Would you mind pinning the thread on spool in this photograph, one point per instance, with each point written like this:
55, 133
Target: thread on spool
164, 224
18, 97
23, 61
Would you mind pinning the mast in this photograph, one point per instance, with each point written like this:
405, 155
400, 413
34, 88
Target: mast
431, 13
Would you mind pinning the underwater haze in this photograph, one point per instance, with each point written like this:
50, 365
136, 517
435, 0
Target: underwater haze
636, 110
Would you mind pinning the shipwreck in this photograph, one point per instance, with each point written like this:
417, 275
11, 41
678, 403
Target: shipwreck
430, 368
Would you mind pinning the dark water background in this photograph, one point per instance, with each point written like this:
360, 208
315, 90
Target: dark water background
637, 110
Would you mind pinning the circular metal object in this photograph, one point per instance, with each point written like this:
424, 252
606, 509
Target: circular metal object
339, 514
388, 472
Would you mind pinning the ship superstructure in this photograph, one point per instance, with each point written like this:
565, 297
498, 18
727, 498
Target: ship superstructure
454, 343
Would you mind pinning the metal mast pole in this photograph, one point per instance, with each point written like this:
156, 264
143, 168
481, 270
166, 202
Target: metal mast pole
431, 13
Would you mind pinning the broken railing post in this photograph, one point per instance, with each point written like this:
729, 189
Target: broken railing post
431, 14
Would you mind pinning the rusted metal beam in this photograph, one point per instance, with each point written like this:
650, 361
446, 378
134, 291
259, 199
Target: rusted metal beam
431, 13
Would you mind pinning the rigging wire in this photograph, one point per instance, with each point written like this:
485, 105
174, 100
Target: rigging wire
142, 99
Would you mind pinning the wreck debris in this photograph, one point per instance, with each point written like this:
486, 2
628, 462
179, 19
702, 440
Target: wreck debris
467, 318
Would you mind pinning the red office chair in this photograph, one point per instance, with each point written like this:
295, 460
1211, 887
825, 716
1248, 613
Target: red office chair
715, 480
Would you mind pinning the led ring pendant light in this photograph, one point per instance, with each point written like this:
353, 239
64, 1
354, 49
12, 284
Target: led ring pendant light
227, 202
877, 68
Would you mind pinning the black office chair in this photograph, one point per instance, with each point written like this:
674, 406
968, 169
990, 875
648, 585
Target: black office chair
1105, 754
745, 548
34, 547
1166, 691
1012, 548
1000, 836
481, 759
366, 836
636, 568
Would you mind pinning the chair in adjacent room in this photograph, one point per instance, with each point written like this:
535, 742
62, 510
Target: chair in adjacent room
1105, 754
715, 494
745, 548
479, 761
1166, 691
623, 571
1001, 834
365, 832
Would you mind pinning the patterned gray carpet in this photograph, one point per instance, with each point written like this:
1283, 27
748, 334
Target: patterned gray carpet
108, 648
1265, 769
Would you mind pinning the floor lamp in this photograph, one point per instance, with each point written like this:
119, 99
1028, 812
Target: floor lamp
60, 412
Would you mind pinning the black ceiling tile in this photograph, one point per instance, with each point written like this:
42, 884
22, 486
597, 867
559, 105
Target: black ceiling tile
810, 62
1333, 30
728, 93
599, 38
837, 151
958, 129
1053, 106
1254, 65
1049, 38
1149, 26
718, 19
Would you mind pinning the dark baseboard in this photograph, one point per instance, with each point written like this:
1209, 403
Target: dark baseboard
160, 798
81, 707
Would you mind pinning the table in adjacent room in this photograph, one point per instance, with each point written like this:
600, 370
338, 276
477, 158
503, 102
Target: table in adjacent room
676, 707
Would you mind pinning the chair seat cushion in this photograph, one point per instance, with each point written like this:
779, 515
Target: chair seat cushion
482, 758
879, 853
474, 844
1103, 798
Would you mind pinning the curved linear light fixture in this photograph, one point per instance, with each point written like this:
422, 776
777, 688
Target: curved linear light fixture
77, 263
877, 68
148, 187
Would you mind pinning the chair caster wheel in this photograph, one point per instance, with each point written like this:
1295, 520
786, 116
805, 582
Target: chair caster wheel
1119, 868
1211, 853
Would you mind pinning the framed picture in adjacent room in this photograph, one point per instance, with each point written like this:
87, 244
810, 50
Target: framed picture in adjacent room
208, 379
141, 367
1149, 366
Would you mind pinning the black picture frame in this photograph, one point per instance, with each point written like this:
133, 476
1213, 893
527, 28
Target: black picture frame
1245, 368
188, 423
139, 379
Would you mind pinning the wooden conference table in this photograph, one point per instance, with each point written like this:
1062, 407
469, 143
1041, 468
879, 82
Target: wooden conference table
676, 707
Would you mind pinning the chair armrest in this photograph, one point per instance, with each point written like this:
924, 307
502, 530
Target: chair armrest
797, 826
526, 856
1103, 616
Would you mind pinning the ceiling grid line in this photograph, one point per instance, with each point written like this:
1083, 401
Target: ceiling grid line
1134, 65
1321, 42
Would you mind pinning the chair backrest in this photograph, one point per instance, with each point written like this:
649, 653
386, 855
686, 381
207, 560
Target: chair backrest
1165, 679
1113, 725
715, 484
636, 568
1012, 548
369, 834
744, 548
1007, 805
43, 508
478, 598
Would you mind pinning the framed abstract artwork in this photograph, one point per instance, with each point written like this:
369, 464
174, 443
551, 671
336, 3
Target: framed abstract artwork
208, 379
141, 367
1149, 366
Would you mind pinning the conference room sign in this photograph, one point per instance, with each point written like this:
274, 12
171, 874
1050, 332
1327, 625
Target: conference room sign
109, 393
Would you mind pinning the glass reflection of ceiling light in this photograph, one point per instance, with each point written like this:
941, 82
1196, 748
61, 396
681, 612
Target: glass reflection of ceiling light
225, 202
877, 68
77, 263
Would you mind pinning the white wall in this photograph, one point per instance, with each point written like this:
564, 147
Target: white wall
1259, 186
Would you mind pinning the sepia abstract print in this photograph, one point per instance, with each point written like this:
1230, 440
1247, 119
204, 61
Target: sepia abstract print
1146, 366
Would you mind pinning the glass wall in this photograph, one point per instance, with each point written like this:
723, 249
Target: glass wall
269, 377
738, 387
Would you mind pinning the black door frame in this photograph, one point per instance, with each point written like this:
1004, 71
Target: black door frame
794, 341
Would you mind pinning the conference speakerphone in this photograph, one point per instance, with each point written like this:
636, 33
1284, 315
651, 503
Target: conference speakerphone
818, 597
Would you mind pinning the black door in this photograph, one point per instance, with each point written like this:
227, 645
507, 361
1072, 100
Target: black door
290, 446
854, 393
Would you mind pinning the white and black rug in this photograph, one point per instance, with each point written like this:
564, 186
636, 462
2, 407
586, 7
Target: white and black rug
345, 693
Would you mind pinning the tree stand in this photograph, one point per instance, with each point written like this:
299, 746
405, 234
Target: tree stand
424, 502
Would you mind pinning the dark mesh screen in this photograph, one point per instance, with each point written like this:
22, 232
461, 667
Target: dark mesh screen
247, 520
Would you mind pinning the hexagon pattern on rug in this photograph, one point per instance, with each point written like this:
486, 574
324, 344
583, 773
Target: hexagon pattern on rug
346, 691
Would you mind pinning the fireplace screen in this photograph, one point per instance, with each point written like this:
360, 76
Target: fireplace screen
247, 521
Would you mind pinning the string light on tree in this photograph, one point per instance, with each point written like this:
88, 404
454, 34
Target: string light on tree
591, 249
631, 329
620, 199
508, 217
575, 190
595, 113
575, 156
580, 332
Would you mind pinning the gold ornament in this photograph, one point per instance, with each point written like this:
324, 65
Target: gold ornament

What you are asked to do: Could you work out how many lines above contain the string "ornament"? Answer with the number only.

Task output: 2